Records for this exercise:
######
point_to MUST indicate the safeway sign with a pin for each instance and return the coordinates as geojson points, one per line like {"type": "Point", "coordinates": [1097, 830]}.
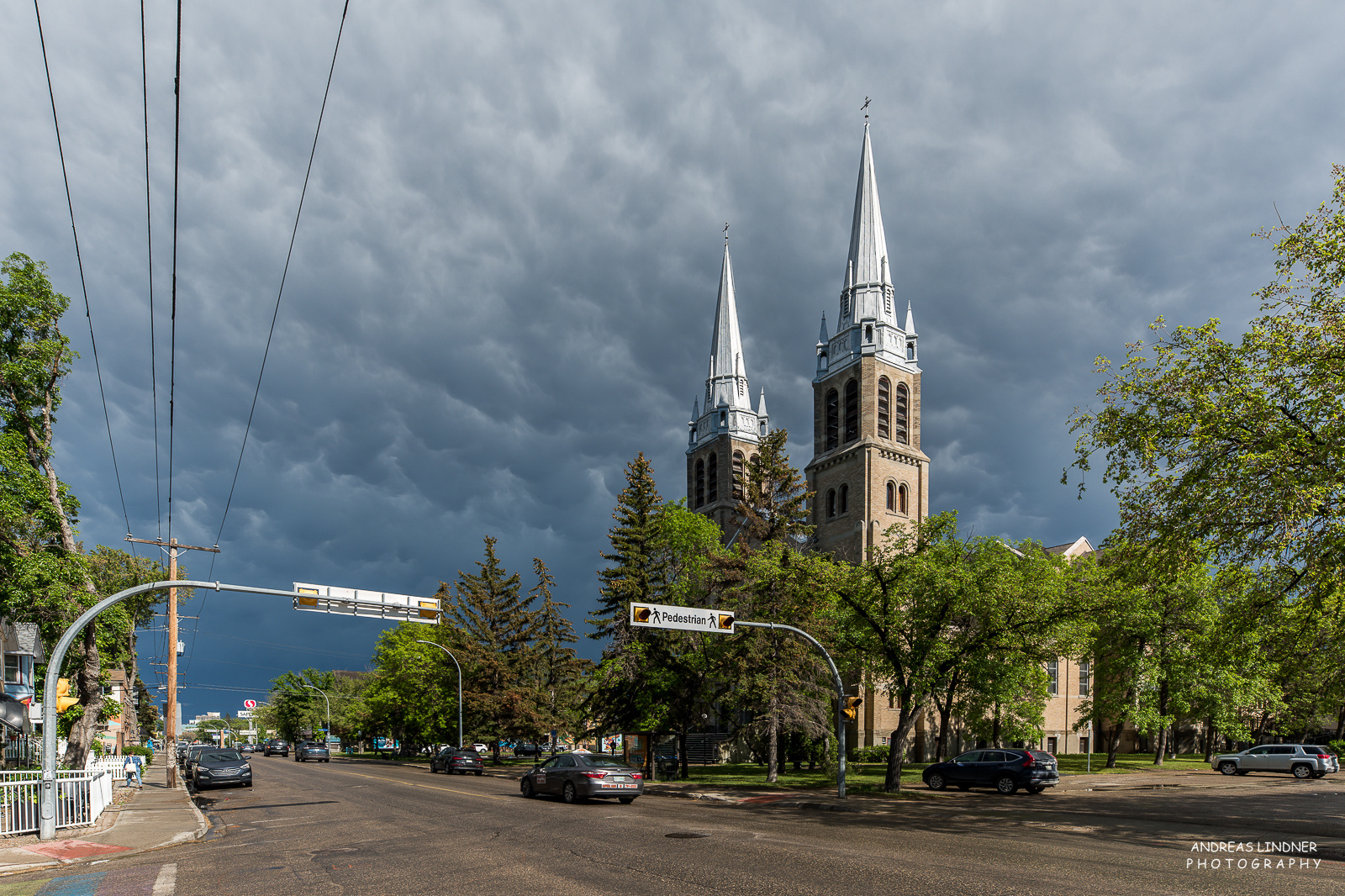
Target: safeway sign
######
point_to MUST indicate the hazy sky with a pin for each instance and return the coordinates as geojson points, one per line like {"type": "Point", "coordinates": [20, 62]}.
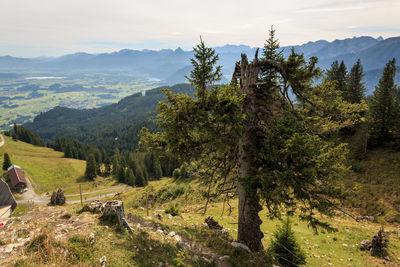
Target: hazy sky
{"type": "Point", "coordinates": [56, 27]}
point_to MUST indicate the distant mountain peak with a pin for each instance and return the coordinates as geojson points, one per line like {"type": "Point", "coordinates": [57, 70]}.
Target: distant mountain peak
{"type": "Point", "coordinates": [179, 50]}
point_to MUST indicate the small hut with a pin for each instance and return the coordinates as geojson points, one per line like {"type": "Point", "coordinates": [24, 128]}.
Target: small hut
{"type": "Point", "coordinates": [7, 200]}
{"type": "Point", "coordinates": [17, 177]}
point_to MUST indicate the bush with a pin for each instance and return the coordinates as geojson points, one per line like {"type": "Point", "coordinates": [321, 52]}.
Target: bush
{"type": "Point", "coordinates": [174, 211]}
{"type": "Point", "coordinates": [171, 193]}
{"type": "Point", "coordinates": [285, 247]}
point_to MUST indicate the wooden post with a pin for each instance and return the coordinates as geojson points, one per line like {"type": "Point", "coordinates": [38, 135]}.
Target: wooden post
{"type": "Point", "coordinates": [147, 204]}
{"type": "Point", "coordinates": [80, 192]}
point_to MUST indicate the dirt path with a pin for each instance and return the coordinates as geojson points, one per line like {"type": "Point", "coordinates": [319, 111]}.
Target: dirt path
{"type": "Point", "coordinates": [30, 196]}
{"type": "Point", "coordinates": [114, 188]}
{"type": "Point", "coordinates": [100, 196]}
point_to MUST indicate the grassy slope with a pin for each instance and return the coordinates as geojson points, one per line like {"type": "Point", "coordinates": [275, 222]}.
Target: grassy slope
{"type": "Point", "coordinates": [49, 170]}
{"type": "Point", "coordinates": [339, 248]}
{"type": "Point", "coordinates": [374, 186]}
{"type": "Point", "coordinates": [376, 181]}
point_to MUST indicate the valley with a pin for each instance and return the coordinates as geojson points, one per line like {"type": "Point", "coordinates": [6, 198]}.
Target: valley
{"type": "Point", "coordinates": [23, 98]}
######
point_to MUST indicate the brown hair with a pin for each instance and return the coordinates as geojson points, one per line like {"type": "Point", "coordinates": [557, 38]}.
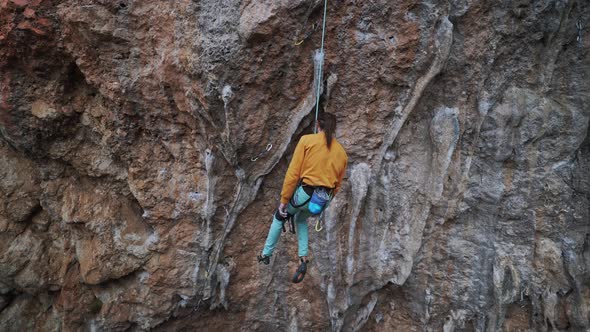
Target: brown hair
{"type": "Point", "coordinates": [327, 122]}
######
What the task asks: Set down, exactly as they appear above, all lines from the one that has "Target: distant mountain peak" down to the one that has "point_to MUST indicate the bush", including those two and no others.

Response to the task:
Target: distant mountain peak
{"type": "Point", "coordinates": [179, 50]}
point_to MUST indicate the small hut with a pin for each instance and return the coordinates as geojson points, one per line like {"type": "Point", "coordinates": [24, 128]}.
Target: small hut
{"type": "Point", "coordinates": [7, 200]}
{"type": "Point", "coordinates": [17, 177]}
point_to MUST indicate the bush with a pin for each instance and return the coordinates as geojson points, one per line like {"type": "Point", "coordinates": [321, 52]}.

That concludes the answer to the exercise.